::: Information given :::
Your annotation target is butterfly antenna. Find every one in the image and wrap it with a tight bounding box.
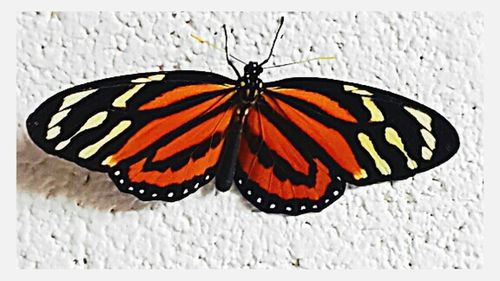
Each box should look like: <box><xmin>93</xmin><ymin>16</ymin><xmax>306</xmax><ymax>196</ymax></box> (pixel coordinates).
<box><xmin>191</xmin><ymin>34</ymin><xmax>246</xmax><ymax>64</ymax></box>
<box><xmin>259</xmin><ymin>17</ymin><xmax>285</xmax><ymax>66</ymax></box>
<box><xmin>263</xmin><ymin>57</ymin><xmax>337</xmax><ymax>69</ymax></box>
<box><xmin>222</xmin><ymin>24</ymin><xmax>241</xmax><ymax>79</ymax></box>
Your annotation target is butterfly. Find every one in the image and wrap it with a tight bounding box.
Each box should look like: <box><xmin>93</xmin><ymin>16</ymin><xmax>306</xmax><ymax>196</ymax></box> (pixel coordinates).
<box><xmin>26</xmin><ymin>18</ymin><xmax>459</xmax><ymax>215</ymax></box>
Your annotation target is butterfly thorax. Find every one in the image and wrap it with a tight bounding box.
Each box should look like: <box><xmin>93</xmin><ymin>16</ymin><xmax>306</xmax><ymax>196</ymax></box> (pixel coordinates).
<box><xmin>237</xmin><ymin>62</ymin><xmax>263</xmax><ymax>104</ymax></box>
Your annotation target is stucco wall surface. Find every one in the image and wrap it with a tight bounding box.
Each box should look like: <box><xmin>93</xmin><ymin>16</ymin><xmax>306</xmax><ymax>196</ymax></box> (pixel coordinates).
<box><xmin>16</xmin><ymin>12</ymin><xmax>483</xmax><ymax>269</ymax></box>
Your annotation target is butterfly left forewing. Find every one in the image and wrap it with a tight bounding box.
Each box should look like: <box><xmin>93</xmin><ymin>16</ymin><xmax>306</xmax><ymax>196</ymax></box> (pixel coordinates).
<box><xmin>235</xmin><ymin>103</ymin><xmax>345</xmax><ymax>215</ymax></box>
<box><xmin>27</xmin><ymin>71</ymin><xmax>234</xmax><ymax>201</ymax></box>
<box><xmin>265</xmin><ymin>78</ymin><xmax>459</xmax><ymax>185</ymax></box>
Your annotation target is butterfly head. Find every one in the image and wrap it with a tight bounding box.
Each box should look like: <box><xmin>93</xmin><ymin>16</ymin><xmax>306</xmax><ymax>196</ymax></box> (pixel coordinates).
<box><xmin>237</xmin><ymin>61</ymin><xmax>263</xmax><ymax>103</ymax></box>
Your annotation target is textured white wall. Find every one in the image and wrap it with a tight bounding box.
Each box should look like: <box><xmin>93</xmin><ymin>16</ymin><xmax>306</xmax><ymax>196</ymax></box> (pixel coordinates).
<box><xmin>16</xmin><ymin>12</ymin><xmax>483</xmax><ymax>268</ymax></box>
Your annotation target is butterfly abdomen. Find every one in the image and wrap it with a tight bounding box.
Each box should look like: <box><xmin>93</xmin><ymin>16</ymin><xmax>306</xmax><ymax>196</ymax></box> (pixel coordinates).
<box><xmin>215</xmin><ymin>105</ymin><xmax>248</xmax><ymax>191</ymax></box>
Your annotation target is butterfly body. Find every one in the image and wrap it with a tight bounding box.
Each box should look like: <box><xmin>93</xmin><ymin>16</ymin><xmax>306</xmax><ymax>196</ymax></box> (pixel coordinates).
<box><xmin>26</xmin><ymin>19</ymin><xmax>459</xmax><ymax>215</ymax></box>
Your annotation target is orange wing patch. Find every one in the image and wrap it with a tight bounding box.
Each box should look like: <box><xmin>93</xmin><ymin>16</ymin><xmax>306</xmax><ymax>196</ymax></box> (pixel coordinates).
<box><xmin>247</xmin><ymin>110</ymin><xmax>309</xmax><ymax>174</ymax></box>
<box><xmin>269</xmin><ymin>88</ymin><xmax>358</xmax><ymax>123</ymax></box>
<box><xmin>153</xmin><ymin>111</ymin><xmax>231</xmax><ymax>161</ymax></box>
<box><xmin>128</xmin><ymin>136</ymin><xmax>224</xmax><ymax>188</ymax></box>
<box><xmin>239</xmin><ymin>135</ymin><xmax>331</xmax><ymax>200</ymax></box>
<box><xmin>103</xmin><ymin>94</ymin><xmax>232</xmax><ymax>167</ymax></box>
<box><xmin>264</xmin><ymin>96</ymin><xmax>366</xmax><ymax>179</ymax></box>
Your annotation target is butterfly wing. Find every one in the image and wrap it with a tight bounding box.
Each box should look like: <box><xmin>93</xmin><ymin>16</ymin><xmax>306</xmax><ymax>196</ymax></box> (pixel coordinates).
<box><xmin>236</xmin><ymin>78</ymin><xmax>459</xmax><ymax>214</ymax></box>
<box><xmin>27</xmin><ymin>71</ymin><xmax>234</xmax><ymax>201</ymax></box>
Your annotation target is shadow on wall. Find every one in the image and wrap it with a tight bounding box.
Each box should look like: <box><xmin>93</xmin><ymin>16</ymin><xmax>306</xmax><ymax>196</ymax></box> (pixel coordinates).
<box><xmin>17</xmin><ymin>132</ymin><xmax>154</xmax><ymax>212</ymax></box>
<box><xmin>17</xmin><ymin>128</ymin><xmax>252</xmax><ymax>213</ymax></box>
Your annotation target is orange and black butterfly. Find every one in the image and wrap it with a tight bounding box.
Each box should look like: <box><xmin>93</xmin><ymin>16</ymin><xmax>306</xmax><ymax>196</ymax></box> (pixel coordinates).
<box><xmin>27</xmin><ymin>18</ymin><xmax>459</xmax><ymax>215</ymax></box>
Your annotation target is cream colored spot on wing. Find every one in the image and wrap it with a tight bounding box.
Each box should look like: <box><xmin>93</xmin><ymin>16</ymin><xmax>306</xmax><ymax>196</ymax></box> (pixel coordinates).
<box><xmin>358</xmin><ymin>133</ymin><xmax>391</xmax><ymax>176</ymax></box>
<box><xmin>112</xmin><ymin>84</ymin><xmax>146</xmax><ymax>108</ymax></box>
<box><xmin>422</xmin><ymin>146</ymin><xmax>432</xmax><ymax>160</ymax></box>
<box><xmin>131</xmin><ymin>74</ymin><xmax>165</xmax><ymax>83</ymax></box>
<box><xmin>404</xmin><ymin>106</ymin><xmax>432</xmax><ymax>132</ymax></box>
<box><xmin>352</xmin><ymin>90</ymin><xmax>373</xmax><ymax>96</ymax></box>
<box><xmin>420</xmin><ymin>129</ymin><xmax>436</xmax><ymax>150</ymax></box>
<box><xmin>45</xmin><ymin>126</ymin><xmax>61</xmax><ymax>140</ymax></box>
<box><xmin>344</xmin><ymin>85</ymin><xmax>373</xmax><ymax>96</ymax></box>
<box><xmin>148</xmin><ymin>74</ymin><xmax>165</xmax><ymax>81</ymax></box>
<box><xmin>385</xmin><ymin>127</ymin><xmax>418</xmax><ymax>170</ymax></box>
<box><xmin>59</xmin><ymin>89</ymin><xmax>98</xmax><ymax>111</ymax></box>
<box><xmin>361</xmin><ymin>97</ymin><xmax>384</xmax><ymax>122</ymax></box>
<box><xmin>55</xmin><ymin>111</ymin><xmax>108</xmax><ymax>150</ymax></box>
<box><xmin>344</xmin><ymin>85</ymin><xmax>358</xmax><ymax>92</ymax></box>
<box><xmin>47</xmin><ymin>108</ymin><xmax>71</xmax><ymax>128</ymax></box>
<box><xmin>78</xmin><ymin>120</ymin><xmax>132</xmax><ymax>160</ymax></box>
<box><xmin>353</xmin><ymin>169</ymin><xmax>368</xmax><ymax>180</ymax></box>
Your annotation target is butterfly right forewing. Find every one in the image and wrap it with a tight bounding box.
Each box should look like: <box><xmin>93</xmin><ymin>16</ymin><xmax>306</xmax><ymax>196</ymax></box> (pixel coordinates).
<box><xmin>27</xmin><ymin>71</ymin><xmax>238</xmax><ymax>201</ymax></box>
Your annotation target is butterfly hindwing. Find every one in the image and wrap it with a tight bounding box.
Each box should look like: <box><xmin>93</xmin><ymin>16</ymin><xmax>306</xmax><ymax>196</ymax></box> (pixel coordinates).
:::
Count the lines in the records above that contain the word "butterfly". Reply with only that number.

11